**Short task:** Copy out each of the following lines word for word, without changing anything.

[Coordinate annotation records]
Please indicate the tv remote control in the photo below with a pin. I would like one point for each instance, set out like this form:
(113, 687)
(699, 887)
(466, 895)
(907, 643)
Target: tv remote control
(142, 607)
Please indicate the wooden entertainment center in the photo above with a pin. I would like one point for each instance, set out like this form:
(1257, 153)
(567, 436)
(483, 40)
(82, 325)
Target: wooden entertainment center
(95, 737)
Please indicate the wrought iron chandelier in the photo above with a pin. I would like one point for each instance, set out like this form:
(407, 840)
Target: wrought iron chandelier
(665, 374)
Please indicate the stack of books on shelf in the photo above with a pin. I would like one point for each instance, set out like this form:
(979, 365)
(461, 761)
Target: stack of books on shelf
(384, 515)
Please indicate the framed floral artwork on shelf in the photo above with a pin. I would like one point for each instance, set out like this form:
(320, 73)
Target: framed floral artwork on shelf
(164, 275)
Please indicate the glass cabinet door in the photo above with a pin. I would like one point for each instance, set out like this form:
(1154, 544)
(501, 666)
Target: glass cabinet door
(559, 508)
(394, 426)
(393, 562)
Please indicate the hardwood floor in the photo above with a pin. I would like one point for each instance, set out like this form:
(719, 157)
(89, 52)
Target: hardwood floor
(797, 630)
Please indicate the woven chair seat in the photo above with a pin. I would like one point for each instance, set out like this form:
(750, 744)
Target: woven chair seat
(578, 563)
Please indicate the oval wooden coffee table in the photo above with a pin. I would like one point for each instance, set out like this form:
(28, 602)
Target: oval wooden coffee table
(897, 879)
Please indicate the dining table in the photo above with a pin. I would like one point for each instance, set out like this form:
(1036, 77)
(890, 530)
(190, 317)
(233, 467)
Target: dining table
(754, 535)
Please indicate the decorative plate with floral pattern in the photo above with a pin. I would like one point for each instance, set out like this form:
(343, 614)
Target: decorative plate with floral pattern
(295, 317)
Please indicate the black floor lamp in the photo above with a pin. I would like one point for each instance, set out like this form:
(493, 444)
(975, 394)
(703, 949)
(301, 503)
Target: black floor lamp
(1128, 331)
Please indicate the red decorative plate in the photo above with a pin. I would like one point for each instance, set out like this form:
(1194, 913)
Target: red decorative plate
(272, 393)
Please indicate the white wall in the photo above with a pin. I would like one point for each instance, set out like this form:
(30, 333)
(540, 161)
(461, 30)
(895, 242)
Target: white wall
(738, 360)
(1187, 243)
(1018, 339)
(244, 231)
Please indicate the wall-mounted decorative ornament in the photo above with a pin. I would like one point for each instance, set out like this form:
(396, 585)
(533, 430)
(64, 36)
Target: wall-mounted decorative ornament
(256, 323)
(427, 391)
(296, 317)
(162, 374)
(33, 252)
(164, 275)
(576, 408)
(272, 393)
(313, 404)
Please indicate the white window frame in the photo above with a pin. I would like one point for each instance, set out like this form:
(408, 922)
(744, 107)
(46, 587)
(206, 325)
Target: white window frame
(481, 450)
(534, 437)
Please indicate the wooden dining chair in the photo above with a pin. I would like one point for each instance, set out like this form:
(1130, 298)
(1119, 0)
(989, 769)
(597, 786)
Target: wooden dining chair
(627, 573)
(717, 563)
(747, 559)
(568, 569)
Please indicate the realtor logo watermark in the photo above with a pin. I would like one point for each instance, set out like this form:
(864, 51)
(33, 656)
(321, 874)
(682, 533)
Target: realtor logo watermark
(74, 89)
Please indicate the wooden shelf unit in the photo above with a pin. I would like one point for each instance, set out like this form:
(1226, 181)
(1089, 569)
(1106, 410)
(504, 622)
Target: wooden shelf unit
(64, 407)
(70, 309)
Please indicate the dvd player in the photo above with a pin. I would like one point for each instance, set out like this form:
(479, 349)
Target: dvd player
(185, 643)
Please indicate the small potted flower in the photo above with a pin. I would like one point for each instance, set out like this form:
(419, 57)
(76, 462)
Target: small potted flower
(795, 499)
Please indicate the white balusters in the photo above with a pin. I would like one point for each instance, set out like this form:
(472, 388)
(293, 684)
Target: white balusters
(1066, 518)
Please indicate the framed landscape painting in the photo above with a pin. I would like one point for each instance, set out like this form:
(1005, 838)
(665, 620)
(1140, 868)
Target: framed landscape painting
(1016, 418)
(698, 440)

**Correct result:**
Please indicate the tv remote control in the photo below with a pin. I would like one point for each instance, set out like this form:
(113, 687)
(699, 887)
(466, 895)
(907, 643)
Target: tv remote control
(142, 607)
Please indicate the wooden entertainment center in the photo above with a pin. I would like one point for each instance, set out like this form:
(1257, 153)
(567, 436)
(483, 40)
(82, 325)
Target: wooden entertainment center
(95, 737)
Please indicate the wrought iron chandelier in the photo above with a pin. I would like one point for each instance, set out like this form:
(407, 840)
Target: wrought iron chandelier
(665, 374)
Please indicate the stack of books on shelf in the photo above with a pin. I would like one point for each instance, set out like this form:
(979, 365)
(461, 761)
Target: stack of books on shelf
(384, 515)
Please indicate the framed floral artwork on shelf in the photo above with a pin. I would like one point for each instance, set out like this form:
(320, 73)
Target: framed floral artwork on shelf
(164, 275)
Please indicate the glass cabinet door in the photo above with a pin. I would like one point for each instance, set out like this form:
(1154, 544)
(501, 666)
Target: glass cabinet door
(559, 508)
(394, 426)
(393, 562)
Please indicate the hardwood floor in the photo above with a pin. I would like one point for each instance, set out like this form:
(719, 157)
(89, 52)
Target: hardwood floor
(797, 630)
Please indicate the woven chair seat in the photo above with a pin. I would like one point for each instance, set out like this form:
(750, 744)
Target: woven chair seat
(578, 563)
Please indicate the oval wooden coffee table in the photo above with a pin. I would like one point for each instance, set out like this form:
(28, 602)
Target: oval wooden coffee table
(897, 879)
Please indicate the dining table in the photo above with a pin. I would like one point for each instance, set out like this form:
(1036, 77)
(890, 530)
(190, 317)
(233, 467)
Target: dining table
(754, 535)
Please indicate the decorative plate with floral pattern in the photo above with a pin. I would like one point for each instance, set out like this form:
(343, 614)
Target: decorative plate with floral pattern
(295, 317)
Please indicate the black floor lamp in the photo above with a pin. I would like one point for each instance, set out like this form:
(493, 444)
(975, 394)
(703, 949)
(301, 503)
Target: black floor lamp
(1128, 331)
Please indicate the red decorative plate in the photo above with a pin. I would like one point for each instance, set out like this form:
(1194, 913)
Target: red decorative plate
(272, 393)
Please indicate the white wall in the photo above with a pin. I would like one point for each instance, set out like this form:
(30, 333)
(540, 161)
(461, 30)
(895, 242)
Target: white wall
(738, 360)
(1187, 243)
(1018, 339)
(244, 231)
Please indicate the wall-mounted decorative ornament in the photo above with a pin. I would like one point for each instance, set out like this form:
(396, 585)
(533, 430)
(64, 36)
Target: wall-mounted decorative ornament
(256, 323)
(427, 391)
(296, 317)
(162, 374)
(33, 252)
(164, 275)
(576, 408)
(272, 393)
(313, 404)
Please indicate the white window frame in the photo above with a pin. I would like one point for each instance, set out like this form:
(408, 922)
(744, 107)
(46, 587)
(206, 325)
Target: white window frame
(481, 450)
(534, 437)
Please indicate the wooden dining chair in the photo above with a pin. I would like one point for each instance, set out like this form:
(1130, 298)
(1119, 0)
(989, 769)
(597, 786)
Target: wooden dining chair
(627, 573)
(717, 563)
(747, 559)
(568, 569)
Please indicate the realtor logo watermark in the photo above with a pin. I would like one point for each instance, set out like this form:
(864, 51)
(33, 656)
(321, 874)
(682, 533)
Target: realtor logo watermark
(74, 89)
Please indicate the wooden shelf unit in the photo above with a pin. I would like one point for each instance, set out like this form:
(1226, 181)
(1089, 569)
(1106, 410)
(504, 622)
Target: wooden shelf unit
(64, 407)
(70, 309)
Please indicate the dvd player in the photo above with a pin. I would like one point for each instance, set out like this form:
(479, 349)
Target: dvd player
(185, 643)
Please indicate the small potted flower in the photo above with a pin. I would like one point for each instance, set out like this form:
(419, 57)
(76, 462)
Target: small potted flower
(795, 499)
Please indicate the white balusters in the photo above with a pin. I would like one point for each instance, set out like this form:
(472, 388)
(293, 684)
Target: white balusters
(1066, 518)
Please indicate the framed landscape painting in the photo above with a pin. I would like one point for each instance, set out like this form:
(1005, 838)
(665, 620)
(1140, 868)
Target: framed landscape painting
(1016, 418)
(698, 440)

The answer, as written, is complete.